Please gather every line of the listing below that contains the word "cloud", treating case as significant.

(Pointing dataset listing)
_____

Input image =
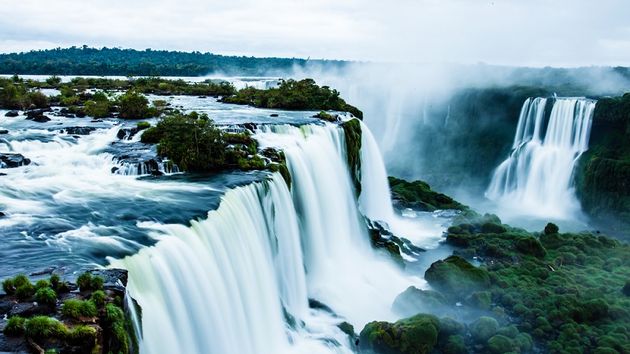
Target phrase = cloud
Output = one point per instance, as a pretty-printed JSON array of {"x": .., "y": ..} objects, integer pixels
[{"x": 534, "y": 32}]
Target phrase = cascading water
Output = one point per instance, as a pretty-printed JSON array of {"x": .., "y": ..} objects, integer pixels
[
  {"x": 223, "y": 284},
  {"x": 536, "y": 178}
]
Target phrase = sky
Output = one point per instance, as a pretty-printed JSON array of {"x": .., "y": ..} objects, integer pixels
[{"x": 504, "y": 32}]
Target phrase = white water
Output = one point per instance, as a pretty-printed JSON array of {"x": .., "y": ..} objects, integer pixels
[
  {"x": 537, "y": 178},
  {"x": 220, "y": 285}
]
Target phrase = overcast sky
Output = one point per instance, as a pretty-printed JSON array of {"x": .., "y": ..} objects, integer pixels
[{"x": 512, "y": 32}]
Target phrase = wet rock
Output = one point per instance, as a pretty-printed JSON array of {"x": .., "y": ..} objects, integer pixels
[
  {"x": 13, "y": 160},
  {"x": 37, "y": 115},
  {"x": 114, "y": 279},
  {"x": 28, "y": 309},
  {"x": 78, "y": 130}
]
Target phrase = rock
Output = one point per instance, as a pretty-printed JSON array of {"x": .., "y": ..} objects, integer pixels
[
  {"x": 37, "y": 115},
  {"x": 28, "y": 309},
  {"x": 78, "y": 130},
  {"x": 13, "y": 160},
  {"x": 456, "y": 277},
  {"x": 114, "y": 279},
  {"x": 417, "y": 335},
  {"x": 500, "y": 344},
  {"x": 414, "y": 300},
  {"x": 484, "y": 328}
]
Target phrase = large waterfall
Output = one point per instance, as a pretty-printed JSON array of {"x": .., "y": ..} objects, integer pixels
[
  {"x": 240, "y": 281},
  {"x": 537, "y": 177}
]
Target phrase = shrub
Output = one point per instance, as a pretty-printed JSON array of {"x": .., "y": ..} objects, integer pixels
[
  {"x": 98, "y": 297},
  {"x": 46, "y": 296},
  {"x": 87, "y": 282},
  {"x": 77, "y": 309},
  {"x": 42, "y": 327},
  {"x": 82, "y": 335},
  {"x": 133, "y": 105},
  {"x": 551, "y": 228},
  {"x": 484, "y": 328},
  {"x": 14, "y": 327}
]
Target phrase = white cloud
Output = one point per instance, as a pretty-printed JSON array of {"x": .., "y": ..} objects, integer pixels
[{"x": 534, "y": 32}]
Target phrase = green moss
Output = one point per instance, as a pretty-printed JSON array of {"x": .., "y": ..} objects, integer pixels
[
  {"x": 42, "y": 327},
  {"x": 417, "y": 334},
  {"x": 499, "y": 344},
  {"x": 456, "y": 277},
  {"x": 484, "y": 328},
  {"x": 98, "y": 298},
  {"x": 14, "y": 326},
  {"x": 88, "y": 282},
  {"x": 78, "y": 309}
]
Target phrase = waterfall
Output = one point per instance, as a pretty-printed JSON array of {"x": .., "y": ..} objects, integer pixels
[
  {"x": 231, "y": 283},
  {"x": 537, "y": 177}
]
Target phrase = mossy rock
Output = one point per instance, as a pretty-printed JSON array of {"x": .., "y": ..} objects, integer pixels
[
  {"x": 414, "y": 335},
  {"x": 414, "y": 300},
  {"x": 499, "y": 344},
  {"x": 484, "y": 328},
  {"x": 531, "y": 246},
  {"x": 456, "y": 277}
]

_____

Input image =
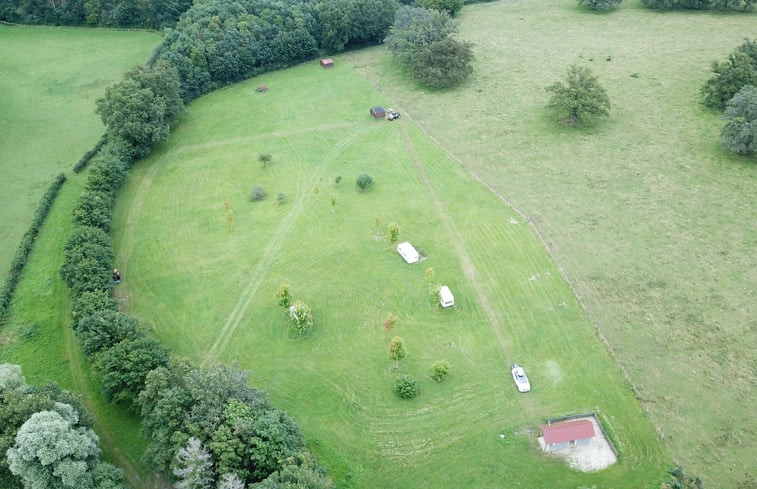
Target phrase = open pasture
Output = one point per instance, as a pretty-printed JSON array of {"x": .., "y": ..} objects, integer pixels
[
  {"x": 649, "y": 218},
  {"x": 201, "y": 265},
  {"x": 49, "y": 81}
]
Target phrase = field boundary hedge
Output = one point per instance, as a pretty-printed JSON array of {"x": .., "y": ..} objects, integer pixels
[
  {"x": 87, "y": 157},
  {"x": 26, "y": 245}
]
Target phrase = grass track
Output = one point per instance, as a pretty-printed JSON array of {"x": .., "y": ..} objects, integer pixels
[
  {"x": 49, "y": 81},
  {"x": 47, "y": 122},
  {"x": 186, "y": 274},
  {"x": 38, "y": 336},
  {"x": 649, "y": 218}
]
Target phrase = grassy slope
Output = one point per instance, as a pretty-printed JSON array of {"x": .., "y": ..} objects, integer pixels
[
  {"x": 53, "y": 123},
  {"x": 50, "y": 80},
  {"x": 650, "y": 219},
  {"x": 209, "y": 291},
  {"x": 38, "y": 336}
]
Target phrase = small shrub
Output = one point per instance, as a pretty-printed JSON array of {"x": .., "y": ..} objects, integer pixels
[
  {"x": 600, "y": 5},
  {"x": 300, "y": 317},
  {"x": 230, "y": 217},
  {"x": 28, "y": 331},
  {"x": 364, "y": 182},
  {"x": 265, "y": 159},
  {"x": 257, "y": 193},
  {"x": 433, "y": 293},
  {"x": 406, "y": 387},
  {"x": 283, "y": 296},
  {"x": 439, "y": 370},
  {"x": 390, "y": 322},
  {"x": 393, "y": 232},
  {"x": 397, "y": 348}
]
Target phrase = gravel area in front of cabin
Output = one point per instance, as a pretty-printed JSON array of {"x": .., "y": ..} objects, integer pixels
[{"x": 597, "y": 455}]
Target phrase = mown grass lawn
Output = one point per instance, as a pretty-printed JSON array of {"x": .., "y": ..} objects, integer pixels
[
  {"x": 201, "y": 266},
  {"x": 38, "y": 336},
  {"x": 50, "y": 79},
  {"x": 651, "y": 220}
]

_____

## Task solution
Target phrase = cloud
Target phrase = white cloud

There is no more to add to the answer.